EXERCISE TASK 1
Answer these questions using the introduction on machine learning model ownership below.
(a) What three forms of external distribution does the text list for a model?
(b) What attack does the text name as a risk when the link between identity and watermark is weak?
(c) How many bits long is the internal watermark, and what is it derived from?

SELECTED TEXT
------------------------------------------------
Keywords: Machine Learning, ML Ownership, blockchain, timestamp.

1 Introduction

As digital transformation accelerates, large scale machine learning (ML) models have become core intangible assets across industries. A model is not a mere bundle of code it embodies substantial value accumulated through extensive data collection, compute expenditure, and expert time over long periods. However, once a model is distributed externally as a weight file, container image, or prediction application programming interface (API), it is immediately exposed to disputes arising from unauthorized redistribution, model extraction, or minor modifications followed by re asserted ownership. Recent studies have shown that the functionality of a machine learning model can be closely replicated using only its prediction API. This makes model extraction not just a theoretical concern, but a practical threat even in commercial environments [1].

To defend model ownership there are a lot of ways such as collecting internal artifacts such as file creation timestamps, operational logs, or deployment histories. However, these evidence assume trust in the model operator and are susceptible to tampering or loss. Traditionally, machine learning watermarking has been actively explored as a way to embed ownership information directly into the model. These watermarks usually use bit string patterns embedded in the parameter space, intermediate activations, or input, output behavior can help identify the rightful owner [2–5].

However, two key challenges remain unresolved in real world ownership disputes. First, it’s unclear whether existing watermarking methods cryptographically bind the mark to a specific identity. Second, there’s no strong mechanism to objectively prove when a claim was first made. Evidence stored in centralized systems or private repositories offers limited trust guarantees, and weak links between identity and watermark leave the system vulnerable to attacks, such as key substitution.

To address this, this paper suggest strong ownership claim mechanism that combines cryptographic identity binding and blockchain based timestamps. Public blockchains is a decentralized and tamper resistant alternative. By anchoring data hashes through a consensus mechanism. This allows third parties to independently verify the specific data actually exist at a specific point in time, asserting model ownership.

Also designed to be reproducible and verifiable by third parties. We provide strong attribution by embedding a 128-bit internal watermark derived from the owner’s digital signature into the model. By committing the model hash and structured message to a public blockchain, anyone can independently verify the transaction to determine who owns the model and when it was objectively.
------------------------------------------------
Dataset entries about object locations:

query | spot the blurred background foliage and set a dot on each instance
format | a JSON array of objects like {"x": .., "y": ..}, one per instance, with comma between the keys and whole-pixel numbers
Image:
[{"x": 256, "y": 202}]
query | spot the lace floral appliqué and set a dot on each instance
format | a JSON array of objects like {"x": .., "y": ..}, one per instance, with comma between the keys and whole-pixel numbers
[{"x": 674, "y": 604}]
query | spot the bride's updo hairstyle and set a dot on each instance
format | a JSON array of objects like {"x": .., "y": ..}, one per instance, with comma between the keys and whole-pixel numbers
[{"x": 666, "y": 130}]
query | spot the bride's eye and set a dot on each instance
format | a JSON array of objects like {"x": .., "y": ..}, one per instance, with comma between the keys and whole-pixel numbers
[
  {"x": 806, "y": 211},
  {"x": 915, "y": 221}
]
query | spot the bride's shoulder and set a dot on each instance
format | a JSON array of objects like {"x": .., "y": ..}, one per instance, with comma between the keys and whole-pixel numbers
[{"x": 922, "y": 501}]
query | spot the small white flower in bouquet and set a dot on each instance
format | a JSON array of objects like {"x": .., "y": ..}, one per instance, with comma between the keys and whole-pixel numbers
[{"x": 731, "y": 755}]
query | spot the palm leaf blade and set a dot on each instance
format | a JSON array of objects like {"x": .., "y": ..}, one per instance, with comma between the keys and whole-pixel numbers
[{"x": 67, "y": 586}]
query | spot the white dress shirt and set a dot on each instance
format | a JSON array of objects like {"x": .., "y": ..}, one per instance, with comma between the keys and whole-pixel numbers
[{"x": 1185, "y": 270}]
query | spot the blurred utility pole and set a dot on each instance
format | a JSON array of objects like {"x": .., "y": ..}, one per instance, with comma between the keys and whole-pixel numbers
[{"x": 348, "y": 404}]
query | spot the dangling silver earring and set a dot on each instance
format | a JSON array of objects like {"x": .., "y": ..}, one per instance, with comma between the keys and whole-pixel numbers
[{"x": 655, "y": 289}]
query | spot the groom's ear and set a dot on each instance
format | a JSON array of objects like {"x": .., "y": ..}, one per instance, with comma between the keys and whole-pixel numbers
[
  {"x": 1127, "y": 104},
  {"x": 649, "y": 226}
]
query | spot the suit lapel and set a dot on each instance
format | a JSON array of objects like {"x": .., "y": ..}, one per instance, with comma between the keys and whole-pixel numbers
------------------------------------------------
EXERCISE TASK 2
Start at the line in the entries above that contains "query | spot the suit", and end with the last line of the entries. Convert those lines into a JSON list of strings, one string per line, omitting blank lines.

EXERCISE OUTPUT 1
(a) A weight file, a container image, or a prediction application programming interface (API).
(b) Key substitution.
(c) It is 128 bits long and is derived from the owner's digital signature.

EXERCISE OUTPUT 2
[
  "query | spot the suit lapel and set a dot on each instance",
  "format | a JSON array of objects like {\"x\": .., \"y\": ..}, one per instance, with comma between the keys and whole-pixel numbers"
]